== Request A ==
Please pick out and copy every line of the records that contains the word "table". Case counts.

== Document ==
—————
1st image from NASA's new IXPE X-ray telescope looks like a ball of purple lightning.

The Imaging X-ray Polarimetry Explorer (IXPE) probe launched Dec. 9, 2021, on a mission to observe objects like black holes and neutron stars in X-ray light, shedding much-anticipated light on the inner workings of the cosmos. The probe spent its first month in space checking out its various systems to get ready to capture its first images, and now the IXPE team has released its very first science image.

The image shows Cassiopeia A, the remnants of a star that exploded as a supernova in the 17th century. That explosion sent shock waves outwards, heating up surrounding gasses and accelerating cosmic ray particles (high-speed electrons and atomic nuclei) to create a cloud of assorted matter, according to a statement from NASA. This cloud, as you can see in the striking image from IXPE, glows brilliantly in X-ray light.

It goes without saying that the image is visually stunning.
—————
== Stored rows ==
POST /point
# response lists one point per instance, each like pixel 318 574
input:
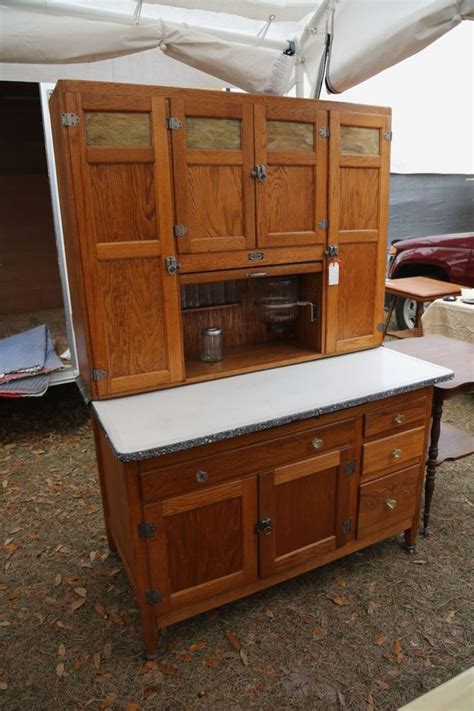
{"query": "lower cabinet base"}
pixel 202 528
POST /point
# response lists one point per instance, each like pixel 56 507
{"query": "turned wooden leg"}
pixel 432 456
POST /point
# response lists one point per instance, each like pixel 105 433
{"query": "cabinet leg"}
pixel 432 457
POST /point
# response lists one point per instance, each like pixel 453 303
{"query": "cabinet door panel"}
pixel 292 199
pixel 214 191
pixel 307 502
pixel 205 542
pixel 359 168
pixel 124 214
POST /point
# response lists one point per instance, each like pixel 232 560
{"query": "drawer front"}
pixel 389 453
pixel 387 500
pixel 394 416
pixel 205 472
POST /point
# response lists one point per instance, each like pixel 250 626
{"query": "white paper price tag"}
pixel 333 273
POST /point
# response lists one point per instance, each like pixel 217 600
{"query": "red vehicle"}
pixel 443 257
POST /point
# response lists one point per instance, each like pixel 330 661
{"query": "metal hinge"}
pixel 347 525
pixel 153 596
pixel 180 230
pixel 172 265
pixel 173 123
pixel 70 119
pixel 350 467
pixel 147 529
pixel 331 251
pixel 98 374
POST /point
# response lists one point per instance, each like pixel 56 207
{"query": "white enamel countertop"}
pixel 141 426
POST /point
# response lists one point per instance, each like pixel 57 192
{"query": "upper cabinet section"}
pixel 214 191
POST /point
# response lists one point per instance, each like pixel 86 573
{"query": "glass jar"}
pixel 212 344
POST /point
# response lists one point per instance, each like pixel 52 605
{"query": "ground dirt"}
pixel 371 631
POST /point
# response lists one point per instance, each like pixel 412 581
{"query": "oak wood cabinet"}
pixel 167 190
pixel 201 527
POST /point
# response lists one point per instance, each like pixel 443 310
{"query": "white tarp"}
pixel 369 35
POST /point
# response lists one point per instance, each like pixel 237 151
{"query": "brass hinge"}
pixel 147 529
pixel 180 230
pixel 98 374
pixel 70 119
pixel 347 525
pixel 153 596
pixel 172 265
pixel 173 123
pixel 350 467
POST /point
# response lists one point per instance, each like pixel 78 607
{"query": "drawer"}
pixel 394 416
pixel 387 500
pixel 388 453
pixel 207 471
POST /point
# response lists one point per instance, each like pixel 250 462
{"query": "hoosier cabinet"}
pixel 212 239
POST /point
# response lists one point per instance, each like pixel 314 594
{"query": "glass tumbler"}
pixel 212 345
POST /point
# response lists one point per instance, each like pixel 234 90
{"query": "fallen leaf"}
pixel 339 599
pixel 151 690
pixel 233 640
pixel 166 669
pixel 76 605
pixel 60 669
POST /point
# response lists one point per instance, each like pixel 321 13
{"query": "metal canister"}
pixel 212 344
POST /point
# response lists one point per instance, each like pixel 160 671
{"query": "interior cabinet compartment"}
pixel 260 326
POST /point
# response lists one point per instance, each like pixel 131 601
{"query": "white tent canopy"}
pixel 261 46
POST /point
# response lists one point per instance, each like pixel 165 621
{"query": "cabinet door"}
pixel 214 190
pixel 359 170
pixel 204 543
pixel 123 213
pixel 311 508
pixel 291 201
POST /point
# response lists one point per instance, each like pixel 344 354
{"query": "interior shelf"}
pixel 248 357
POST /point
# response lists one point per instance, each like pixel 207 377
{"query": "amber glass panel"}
pixel 290 136
pixel 113 128
pixel 208 134
pixel 357 140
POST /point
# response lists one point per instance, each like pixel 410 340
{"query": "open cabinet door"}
pixel 119 180
pixel 358 214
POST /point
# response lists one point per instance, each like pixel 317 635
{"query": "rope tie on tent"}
pixel 137 13
pixel 263 31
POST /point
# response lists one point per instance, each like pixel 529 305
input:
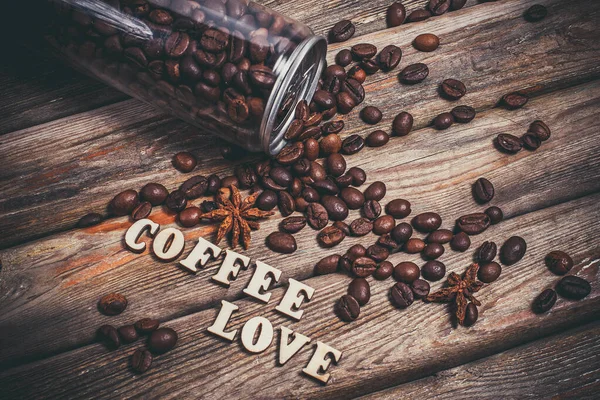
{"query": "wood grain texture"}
pixel 93 160
pixel 536 370
pixel 46 281
pixel 384 347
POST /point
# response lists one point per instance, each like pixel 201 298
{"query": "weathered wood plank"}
pixel 45 282
pixel 562 366
pixel 384 347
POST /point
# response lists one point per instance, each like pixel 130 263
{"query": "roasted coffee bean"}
pixel 402 232
pixel 401 295
pixel 375 191
pixel 176 201
pixel 363 267
pixel 109 335
pixel 559 262
pixel 112 304
pixel 347 308
pixel 544 301
pixel 406 272
pixel 535 13
pixel 473 224
pixel 427 222
pixel 513 250
pixel 90 219
pixel 389 57
pixel 483 190
pixel 124 203
pixel 414 73
pixel 471 315
pixel 184 161
pixel 573 287
pixel 443 121
pixel 433 251
pixel 146 325
pixel 336 207
pixel 359 289
pixel 352 144
pixel 433 270
pixel 540 129
pixel 463 114
pixel 342 31
pixel 489 271
pixel 426 42
pixel 402 124
pixel 154 193
pixel 453 89
pixel 141 360
pixel 281 242
pixel 514 100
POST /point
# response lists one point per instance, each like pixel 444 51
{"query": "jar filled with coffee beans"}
pixel 232 67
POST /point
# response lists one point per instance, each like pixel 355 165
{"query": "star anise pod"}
pixel 459 290
pixel 237 216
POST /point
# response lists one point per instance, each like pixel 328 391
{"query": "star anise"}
pixel 459 290
pixel 237 216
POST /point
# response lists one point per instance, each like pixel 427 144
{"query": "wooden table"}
pixel 68 144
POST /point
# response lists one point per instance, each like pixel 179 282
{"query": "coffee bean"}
pixel 514 100
pixel 112 304
pixel 414 73
pixel 90 219
pixel 433 270
pixel 402 232
pixel 342 31
pixel 176 201
pixel 544 301
pixel 396 14
pixel 473 224
pixel 441 236
pixel 184 161
pixel 402 124
pixel 109 336
pixel 146 325
pixel 559 262
pixel 347 308
pixel 460 242
pixel 535 13
pixel 281 242
pixel 433 251
pixel 513 250
pixel 463 114
pixel 124 203
pixel 489 271
pixel 426 42
pixel 401 295
pixel 573 287
pixel 359 289
pixel 483 190
pixel 427 222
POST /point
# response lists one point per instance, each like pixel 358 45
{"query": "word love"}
pixel 257 333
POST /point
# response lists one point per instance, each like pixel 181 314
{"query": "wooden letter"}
pixel 136 230
pixel 265 337
pixel 263 275
pixel 293 298
pixel 288 349
pixel 321 360
pixel 200 255
pixel 168 244
pixel 218 327
pixel 230 267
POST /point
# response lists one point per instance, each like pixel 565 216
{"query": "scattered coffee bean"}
pixel 513 250
pixel 544 301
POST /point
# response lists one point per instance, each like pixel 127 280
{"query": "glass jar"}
pixel 231 67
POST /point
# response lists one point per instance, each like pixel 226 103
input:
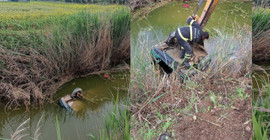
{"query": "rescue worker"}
pixel 182 35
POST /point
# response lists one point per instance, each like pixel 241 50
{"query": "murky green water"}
pixel 156 26
pixel 89 119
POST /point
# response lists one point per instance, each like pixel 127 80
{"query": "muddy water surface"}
pixel 156 26
pixel 89 117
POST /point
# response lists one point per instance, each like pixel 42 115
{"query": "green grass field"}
pixel 44 44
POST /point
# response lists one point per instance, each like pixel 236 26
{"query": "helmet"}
pixel 76 90
pixel 171 39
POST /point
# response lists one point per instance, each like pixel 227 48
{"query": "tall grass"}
pixel 260 20
pixel 86 39
pixel 261 108
pixel 260 34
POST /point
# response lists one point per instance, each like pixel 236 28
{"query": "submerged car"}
pixel 168 58
pixel 67 101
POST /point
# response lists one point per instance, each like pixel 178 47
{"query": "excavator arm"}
pixel 206 13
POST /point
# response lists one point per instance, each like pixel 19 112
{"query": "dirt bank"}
pixel 213 104
pixel 86 43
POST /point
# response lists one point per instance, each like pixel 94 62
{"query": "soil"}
pixel 236 125
pixel 231 121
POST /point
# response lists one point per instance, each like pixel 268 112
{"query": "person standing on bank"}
pixel 182 35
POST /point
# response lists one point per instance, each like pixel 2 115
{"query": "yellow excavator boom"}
pixel 206 13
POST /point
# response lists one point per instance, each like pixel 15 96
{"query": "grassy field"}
pixel 43 45
pixel 210 101
pixel 261 93
pixel 260 34
pixel 261 112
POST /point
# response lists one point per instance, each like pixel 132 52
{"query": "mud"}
pixel 32 75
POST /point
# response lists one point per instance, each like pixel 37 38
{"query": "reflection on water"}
pixel 159 23
pixel 89 117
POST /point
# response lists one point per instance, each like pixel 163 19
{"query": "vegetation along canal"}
pixel 88 117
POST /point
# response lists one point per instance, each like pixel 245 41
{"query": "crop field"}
pixel 44 44
pixel 260 34
pixel 260 52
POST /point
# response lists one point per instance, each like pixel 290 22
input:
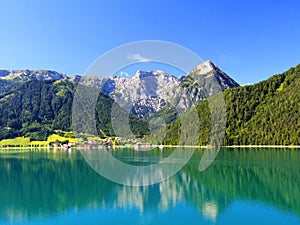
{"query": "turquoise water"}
pixel 242 186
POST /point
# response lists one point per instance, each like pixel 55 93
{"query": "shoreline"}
pixel 156 146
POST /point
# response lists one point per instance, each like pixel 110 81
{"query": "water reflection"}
pixel 41 184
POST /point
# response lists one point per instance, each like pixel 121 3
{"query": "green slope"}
pixel 37 109
pixel 266 113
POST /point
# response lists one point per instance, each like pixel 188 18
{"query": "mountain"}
pixel 266 113
pixel 38 103
pixel 38 108
pixel 26 75
pixel 11 79
pixel 146 93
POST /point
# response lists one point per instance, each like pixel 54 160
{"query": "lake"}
pixel 241 186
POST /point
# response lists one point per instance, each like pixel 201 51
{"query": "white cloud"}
pixel 124 74
pixel 139 57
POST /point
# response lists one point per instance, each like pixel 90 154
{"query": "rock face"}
pixel 146 92
pixel 25 75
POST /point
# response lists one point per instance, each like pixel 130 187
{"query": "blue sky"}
pixel 249 40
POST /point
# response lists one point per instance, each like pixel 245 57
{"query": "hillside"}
pixel 266 113
pixel 37 109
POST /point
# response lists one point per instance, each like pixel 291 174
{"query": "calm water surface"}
pixel 242 186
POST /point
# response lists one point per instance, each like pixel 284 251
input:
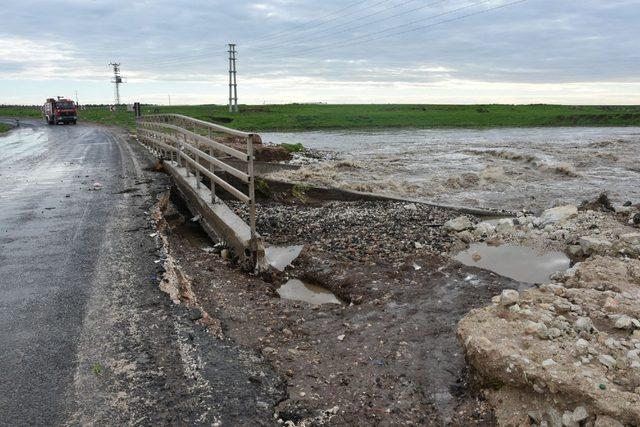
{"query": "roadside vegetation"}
pixel 298 117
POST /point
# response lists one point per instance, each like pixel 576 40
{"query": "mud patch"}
pixel 297 290
pixel 281 257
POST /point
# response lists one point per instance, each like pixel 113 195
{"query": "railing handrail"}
pixel 183 146
pixel 215 144
pixel 210 125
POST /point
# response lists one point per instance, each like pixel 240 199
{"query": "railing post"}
pixel 213 172
pixel 197 171
pixel 252 197
pixel 186 163
pixel 179 150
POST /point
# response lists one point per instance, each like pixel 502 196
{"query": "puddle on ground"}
pixel 281 257
pixel 298 290
pixel 191 231
pixel 516 262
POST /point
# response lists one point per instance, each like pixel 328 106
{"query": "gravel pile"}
pixel 355 230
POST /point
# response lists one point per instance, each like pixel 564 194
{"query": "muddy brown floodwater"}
pixel 531 168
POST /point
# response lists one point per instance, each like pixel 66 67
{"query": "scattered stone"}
pixel 631 238
pixel 505 226
pixel 548 363
pixel 626 322
pixel 509 297
pixel 458 224
pixel 466 236
pixel 551 216
pixel 606 421
pixel 607 361
pixel 591 245
pixel 580 414
pixel 583 324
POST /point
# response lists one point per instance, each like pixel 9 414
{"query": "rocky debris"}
pixel 601 203
pixel 553 215
pixel 569 354
pixel 591 245
pixel 578 233
pixel 382 231
pixel 458 224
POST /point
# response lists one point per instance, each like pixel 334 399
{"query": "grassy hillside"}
pixel 297 117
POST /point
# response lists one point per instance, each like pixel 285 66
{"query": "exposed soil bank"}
pixel 566 352
pixel 389 355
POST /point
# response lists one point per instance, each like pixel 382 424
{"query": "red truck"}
pixel 59 111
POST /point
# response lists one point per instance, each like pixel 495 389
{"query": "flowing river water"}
pixel 508 168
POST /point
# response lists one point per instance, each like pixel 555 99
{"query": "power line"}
pixel 172 60
pixel 365 24
pixel 368 37
pixel 318 21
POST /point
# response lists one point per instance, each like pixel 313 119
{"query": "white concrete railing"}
pixel 180 139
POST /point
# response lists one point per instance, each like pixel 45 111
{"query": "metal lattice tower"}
pixel 233 83
pixel 117 81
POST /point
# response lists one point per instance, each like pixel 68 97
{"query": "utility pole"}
pixel 233 84
pixel 117 81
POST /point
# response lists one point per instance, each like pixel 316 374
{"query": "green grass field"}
pixel 300 117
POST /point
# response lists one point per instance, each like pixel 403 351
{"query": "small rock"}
pixel 606 421
pixel 548 363
pixel 458 224
pixel 631 238
pixel 268 350
pixel 574 250
pixel 607 361
pixel 551 216
pixel 567 420
pixel 611 304
pixel 465 236
pixel 505 226
pixel 484 229
pixel 583 324
pixel 580 414
pixel 591 245
pixel 626 322
pixel 509 297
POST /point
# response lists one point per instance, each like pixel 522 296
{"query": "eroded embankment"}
pixel 566 352
pixel 389 353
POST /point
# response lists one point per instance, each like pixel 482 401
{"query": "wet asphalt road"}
pixel 87 337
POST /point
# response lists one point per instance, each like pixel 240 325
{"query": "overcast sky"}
pixel 335 51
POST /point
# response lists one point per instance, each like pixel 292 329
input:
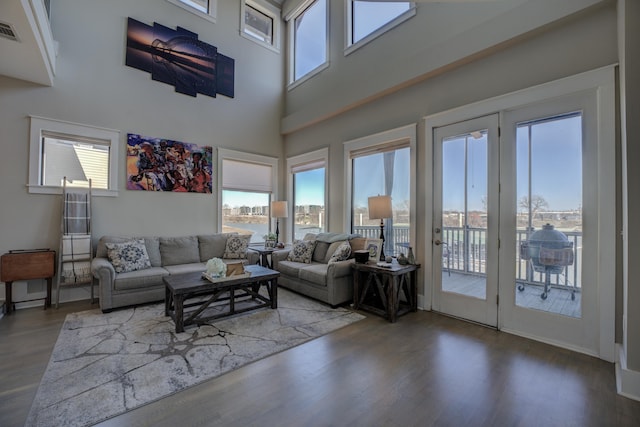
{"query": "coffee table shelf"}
pixel 189 290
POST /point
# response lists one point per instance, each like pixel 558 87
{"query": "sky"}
pixel 556 166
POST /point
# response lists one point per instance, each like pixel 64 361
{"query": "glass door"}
pixel 550 261
pixel 465 228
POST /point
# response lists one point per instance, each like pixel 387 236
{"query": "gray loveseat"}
pixel 323 279
pixel 166 255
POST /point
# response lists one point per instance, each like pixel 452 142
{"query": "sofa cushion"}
pixel 342 253
pixel 302 251
pixel 179 250
pixel 151 243
pixel 333 247
pixel 314 273
pixel 290 268
pixel 140 279
pixel 213 245
pixel 186 268
pixel 236 246
pixel 320 251
pixel 128 256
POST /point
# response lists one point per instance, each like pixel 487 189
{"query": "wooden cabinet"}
pixel 27 265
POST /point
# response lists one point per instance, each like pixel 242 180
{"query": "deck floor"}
pixel 558 300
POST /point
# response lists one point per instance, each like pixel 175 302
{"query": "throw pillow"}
pixel 342 253
pixel 128 256
pixel 302 251
pixel 236 247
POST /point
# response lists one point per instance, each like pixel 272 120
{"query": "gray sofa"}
pixel 330 282
pixel 167 255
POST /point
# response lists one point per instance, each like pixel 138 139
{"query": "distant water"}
pixel 258 230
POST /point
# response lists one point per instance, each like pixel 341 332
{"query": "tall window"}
pixel 203 8
pixel 368 20
pixel 60 150
pixel 260 22
pixel 247 190
pixel 383 164
pixel 308 35
pixel 308 189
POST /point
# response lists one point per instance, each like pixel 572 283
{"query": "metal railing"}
pixel 464 251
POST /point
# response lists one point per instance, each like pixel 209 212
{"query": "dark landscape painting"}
pixel 177 57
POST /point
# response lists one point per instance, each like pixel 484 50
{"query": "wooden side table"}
pixel 26 265
pixel 377 289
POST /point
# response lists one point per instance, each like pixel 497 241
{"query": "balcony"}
pixel 464 267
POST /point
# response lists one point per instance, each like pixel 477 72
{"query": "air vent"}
pixel 7 31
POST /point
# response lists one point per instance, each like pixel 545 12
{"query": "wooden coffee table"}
pixel 189 297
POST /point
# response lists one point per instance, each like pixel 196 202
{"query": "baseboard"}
pixel 627 381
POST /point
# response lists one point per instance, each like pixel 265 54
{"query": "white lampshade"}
pixel 380 207
pixel 279 209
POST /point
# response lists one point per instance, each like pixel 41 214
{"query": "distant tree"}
pixel 537 204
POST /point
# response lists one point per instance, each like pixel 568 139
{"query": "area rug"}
pixel 106 364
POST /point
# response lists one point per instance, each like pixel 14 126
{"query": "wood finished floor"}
pixel 424 370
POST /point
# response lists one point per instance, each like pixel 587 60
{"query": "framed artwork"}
pixel 178 58
pixel 373 246
pixel 157 164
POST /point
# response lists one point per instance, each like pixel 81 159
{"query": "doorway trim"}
pixel 602 80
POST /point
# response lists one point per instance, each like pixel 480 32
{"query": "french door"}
pixel 523 222
pixel 465 219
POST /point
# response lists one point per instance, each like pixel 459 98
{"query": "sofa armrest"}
pixel 103 270
pixel 279 255
pixel 339 268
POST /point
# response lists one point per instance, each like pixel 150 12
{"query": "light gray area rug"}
pixel 106 364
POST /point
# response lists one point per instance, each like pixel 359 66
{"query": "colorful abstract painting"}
pixel 157 164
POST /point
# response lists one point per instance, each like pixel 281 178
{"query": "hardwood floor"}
pixel 424 370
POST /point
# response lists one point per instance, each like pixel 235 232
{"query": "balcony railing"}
pixel 464 251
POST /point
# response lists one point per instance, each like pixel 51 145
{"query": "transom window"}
pixel 308 35
pixel 203 8
pixel 260 22
pixel 367 20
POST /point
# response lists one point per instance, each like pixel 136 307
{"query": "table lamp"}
pixel 279 210
pixel 380 208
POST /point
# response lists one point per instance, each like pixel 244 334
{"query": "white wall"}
pixel 438 37
pixel 94 87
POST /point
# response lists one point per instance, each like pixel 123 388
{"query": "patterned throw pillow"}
pixel 237 246
pixel 342 253
pixel 302 251
pixel 128 256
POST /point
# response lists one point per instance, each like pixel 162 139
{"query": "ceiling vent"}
pixel 8 32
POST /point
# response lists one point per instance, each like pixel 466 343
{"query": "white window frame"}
pixel 269 10
pixel 240 156
pixel 40 125
pixel 290 18
pixel 295 162
pixel 210 16
pixel 390 137
pixel 350 46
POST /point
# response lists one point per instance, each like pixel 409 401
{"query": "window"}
pixel 367 20
pixel 79 153
pixel 248 183
pixel 383 164
pixel 307 188
pixel 308 35
pixel 260 22
pixel 204 8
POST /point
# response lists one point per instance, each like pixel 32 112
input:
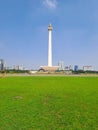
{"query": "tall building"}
pixel 2 64
pixel 50 28
pixel 50 67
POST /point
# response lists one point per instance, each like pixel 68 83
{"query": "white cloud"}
pixel 52 4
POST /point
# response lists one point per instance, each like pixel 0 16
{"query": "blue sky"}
pixel 24 34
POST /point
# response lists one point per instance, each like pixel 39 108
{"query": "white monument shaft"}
pixel 50 45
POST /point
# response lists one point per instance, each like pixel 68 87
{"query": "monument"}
pixel 50 67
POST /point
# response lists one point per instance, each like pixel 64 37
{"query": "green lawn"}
pixel 49 103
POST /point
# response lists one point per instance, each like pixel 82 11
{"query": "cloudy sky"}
pixel 24 34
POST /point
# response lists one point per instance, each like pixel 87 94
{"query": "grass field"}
pixel 49 103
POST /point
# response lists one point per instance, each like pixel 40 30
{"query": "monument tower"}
pixel 50 67
pixel 50 28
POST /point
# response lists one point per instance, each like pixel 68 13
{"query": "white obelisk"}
pixel 50 46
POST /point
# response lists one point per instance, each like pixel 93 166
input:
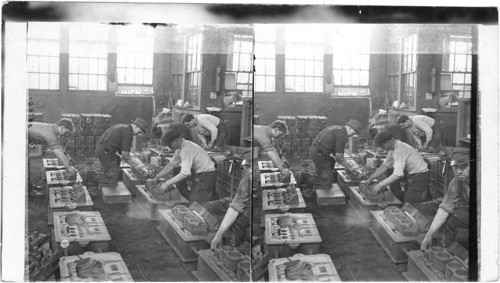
—————
== Request B ==
Using the IXPE article, explain how the cloud of matter in the Cassiopeia A image came to form. Answer in one to three sentences.

== Worked solution A ==
{"query": "wooden table"}
{"query": "coffee table shelf"}
{"query": "wooden side table"}
{"query": "wooden coffee table"}
{"query": "table lamp"}

== Worked solution B ==
When the star exploded as a supernova in the 17th century, it sent shock waves outward. These heated the surrounding gasses and accelerated cosmic ray particles (high-speed electrons and atomic nuclei), creating a cloud of assorted matter.